(Objective) Repeat the data word for word, starting from its first line and going on through the line that contains "161 32 L 162".
══════════
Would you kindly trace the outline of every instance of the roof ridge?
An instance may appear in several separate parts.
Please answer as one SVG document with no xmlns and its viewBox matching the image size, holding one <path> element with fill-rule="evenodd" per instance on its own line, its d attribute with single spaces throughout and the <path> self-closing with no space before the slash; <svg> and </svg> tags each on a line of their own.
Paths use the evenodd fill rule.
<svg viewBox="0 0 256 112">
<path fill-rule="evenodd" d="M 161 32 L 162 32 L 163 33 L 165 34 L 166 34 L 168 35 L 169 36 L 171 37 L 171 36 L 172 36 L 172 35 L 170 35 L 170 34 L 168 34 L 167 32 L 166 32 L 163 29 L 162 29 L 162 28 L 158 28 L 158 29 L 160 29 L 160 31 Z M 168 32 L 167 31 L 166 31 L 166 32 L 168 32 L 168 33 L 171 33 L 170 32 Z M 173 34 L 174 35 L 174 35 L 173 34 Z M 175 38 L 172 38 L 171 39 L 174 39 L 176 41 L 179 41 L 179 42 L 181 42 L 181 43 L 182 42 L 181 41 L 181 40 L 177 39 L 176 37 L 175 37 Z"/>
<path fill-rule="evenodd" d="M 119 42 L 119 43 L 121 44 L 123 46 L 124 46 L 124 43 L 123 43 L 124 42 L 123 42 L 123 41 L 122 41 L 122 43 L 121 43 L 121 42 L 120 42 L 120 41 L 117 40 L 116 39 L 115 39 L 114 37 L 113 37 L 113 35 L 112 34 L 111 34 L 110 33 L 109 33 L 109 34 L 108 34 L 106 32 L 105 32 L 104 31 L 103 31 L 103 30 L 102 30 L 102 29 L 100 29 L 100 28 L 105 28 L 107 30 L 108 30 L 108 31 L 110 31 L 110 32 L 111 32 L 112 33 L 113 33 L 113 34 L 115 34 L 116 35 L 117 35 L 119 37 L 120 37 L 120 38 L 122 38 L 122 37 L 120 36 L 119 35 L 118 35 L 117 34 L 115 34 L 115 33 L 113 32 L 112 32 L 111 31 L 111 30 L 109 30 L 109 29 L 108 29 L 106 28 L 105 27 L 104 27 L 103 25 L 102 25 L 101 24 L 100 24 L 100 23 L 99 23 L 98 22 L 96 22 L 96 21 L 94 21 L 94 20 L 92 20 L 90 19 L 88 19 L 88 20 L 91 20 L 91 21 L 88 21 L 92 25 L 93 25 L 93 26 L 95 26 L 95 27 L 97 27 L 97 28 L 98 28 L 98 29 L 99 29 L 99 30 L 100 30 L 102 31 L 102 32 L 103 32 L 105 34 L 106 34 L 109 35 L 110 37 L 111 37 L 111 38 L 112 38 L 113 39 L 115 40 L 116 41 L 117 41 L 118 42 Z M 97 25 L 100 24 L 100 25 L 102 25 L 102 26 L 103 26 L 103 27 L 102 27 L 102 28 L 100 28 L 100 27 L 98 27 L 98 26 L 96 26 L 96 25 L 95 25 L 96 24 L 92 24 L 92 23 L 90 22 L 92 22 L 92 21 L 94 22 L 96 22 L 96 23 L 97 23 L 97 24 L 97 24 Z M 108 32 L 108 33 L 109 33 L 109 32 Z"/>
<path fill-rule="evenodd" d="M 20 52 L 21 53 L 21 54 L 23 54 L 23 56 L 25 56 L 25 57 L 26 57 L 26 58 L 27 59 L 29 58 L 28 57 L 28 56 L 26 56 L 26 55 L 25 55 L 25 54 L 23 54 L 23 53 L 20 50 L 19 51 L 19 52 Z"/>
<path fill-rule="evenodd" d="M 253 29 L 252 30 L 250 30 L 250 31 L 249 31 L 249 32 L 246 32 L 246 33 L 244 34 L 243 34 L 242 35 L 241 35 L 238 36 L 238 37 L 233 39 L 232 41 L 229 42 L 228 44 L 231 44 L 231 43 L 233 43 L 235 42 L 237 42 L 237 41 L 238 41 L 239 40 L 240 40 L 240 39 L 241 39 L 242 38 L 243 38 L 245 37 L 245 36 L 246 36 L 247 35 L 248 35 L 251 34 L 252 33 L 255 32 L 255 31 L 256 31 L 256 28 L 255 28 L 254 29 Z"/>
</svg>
══════════
(Exercise response)
Would you kindly trace the outline of every instance of the roof ridge?
An instance may appear in several separate parts.
Please answer as one SVG document with no xmlns and its viewBox matching the image size, holding one <path> element with fill-rule="evenodd" per instance on its own line, its d attribute with single spaces throughout and the <path> self-closing with no space before the slash; <svg> and </svg> tags each on a line of their own.
Paths use the evenodd fill rule.
<svg viewBox="0 0 256 112">
<path fill-rule="evenodd" d="M 161 32 L 162 32 L 163 33 L 165 34 L 166 34 L 168 35 L 169 36 L 171 37 L 171 36 L 172 36 L 172 35 L 170 35 L 170 34 L 168 34 L 167 32 L 166 32 L 163 29 L 162 29 L 162 28 L 158 28 L 158 29 L 160 29 L 160 31 Z M 168 32 L 167 31 L 166 31 L 166 32 L 168 32 L 168 33 L 171 33 L 170 32 Z M 173 34 L 174 35 L 174 35 L 173 34 Z M 175 38 L 172 38 L 171 39 L 174 39 L 176 41 L 179 41 L 179 42 L 181 42 L 181 43 L 182 42 L 181 41 L 181 40 L 177 39 L 176 37 L 175 37 Z"/>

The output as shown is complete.